Quantum advances rely on the production of nanoscale wires that are based on several state-of-the-art nanolithographic technologies, to develop wires via bottom-up synthesis. However, a critical challenge is to grow uniform atomic crystalline wires and construct network structures to build nanocircuits.
In a new report in Science Advances, Tomoya Asaba and a team of researchers in physics and materials science at the Kyoto University, the University of Tokyo in Japan, and the Institute of Theoretical Physics in Germany, discovered a simple method to develop atomic-scale wires in the shape of nano-rings, stripes and X-/Y- junctions.
Using pulsed-laser-deposition, the physicists and materials scientists grew single crystalline, atomic-scale wires of a Mott insulator, which maintained a bandgap comparable to wide-gap semiconductors. Such wires were a unit cell in thickness and a few microns in length. The researchers observed atomic pattern formation through non-equilibrium reaction-diffusion processes to offer a hitherto unknown perspective on the phenomena of atomic-scale self-organization to gain insight to the formation of quantum architecture in nano-networks.
New methods to engineer atomic-scale nanowires
The basic features of most technical devices change when their dimensions are reduced. When a device is reduced to the nanoscale, the fabrication and integration of one-dimensional wire patterns become increasingly complex. Developing top-down approaches with large-scale equipment such as electron beam and focused ion beam lithography to include nanowires with a thickness and width less than 10 nanometers is another technical challenge.

# Instructions to follow:
Copy the part of the nanowire article starting with "New methods to" and going on through "another technical challenge.".

Outline labeling entries
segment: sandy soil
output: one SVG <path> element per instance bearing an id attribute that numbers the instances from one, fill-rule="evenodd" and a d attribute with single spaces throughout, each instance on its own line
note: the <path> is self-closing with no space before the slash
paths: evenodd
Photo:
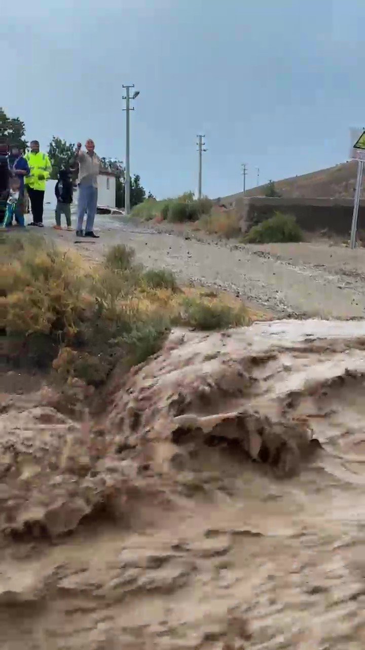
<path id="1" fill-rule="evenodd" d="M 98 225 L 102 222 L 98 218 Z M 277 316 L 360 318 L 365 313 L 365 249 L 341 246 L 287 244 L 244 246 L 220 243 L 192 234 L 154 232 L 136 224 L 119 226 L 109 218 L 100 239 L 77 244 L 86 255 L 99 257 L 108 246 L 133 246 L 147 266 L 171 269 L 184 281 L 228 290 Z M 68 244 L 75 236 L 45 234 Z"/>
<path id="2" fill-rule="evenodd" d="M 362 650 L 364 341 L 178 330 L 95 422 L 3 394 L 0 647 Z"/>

...

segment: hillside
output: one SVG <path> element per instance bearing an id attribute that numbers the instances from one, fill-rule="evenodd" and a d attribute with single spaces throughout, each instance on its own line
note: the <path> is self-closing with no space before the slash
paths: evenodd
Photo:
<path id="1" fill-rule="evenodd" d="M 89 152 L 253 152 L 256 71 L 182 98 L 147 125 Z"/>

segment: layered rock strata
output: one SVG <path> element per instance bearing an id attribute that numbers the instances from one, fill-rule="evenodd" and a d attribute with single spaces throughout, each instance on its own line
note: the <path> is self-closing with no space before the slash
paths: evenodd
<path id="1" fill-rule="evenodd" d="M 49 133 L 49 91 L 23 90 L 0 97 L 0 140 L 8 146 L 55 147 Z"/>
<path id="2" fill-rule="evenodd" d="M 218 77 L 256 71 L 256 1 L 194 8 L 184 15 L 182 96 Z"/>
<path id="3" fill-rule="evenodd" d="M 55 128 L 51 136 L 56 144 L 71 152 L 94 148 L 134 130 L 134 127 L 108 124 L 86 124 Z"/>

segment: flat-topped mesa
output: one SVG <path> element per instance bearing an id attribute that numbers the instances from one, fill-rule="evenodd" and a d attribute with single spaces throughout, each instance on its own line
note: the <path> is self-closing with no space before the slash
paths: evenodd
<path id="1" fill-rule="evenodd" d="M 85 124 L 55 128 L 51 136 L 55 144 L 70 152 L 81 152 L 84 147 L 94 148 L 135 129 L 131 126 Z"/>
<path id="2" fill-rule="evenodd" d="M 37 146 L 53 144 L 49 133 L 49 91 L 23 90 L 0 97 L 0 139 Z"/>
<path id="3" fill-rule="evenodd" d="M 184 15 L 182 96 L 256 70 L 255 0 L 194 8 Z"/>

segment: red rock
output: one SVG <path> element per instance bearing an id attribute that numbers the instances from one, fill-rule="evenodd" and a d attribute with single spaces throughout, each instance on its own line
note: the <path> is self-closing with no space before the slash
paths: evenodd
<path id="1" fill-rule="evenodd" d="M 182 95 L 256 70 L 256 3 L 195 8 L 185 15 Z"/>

...

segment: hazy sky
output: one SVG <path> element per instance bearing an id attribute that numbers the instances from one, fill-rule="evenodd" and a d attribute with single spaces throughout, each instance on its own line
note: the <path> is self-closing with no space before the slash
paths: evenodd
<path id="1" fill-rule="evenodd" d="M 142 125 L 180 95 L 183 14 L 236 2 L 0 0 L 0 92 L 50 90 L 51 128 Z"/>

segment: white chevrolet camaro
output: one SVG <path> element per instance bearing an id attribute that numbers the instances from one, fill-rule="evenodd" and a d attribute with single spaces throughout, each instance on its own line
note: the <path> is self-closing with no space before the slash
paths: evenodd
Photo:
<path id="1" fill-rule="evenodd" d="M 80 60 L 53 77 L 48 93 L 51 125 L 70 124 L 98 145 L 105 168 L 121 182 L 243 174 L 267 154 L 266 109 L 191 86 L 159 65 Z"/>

# Exercise answer:
New methods to engineer atomic-scale nanowires
The basic features of most technical devices change when their dimensions are reduced. When a device is reduced to the nanoscale, the fabrication and integration of one-dimensional wire patterns become increasingly complex. Developing top-down approaches with large-scale equipment such as electron beam and focused ion beam lithography to include nanowires with a thickness and width less than 10 nanometers is another technical challenge.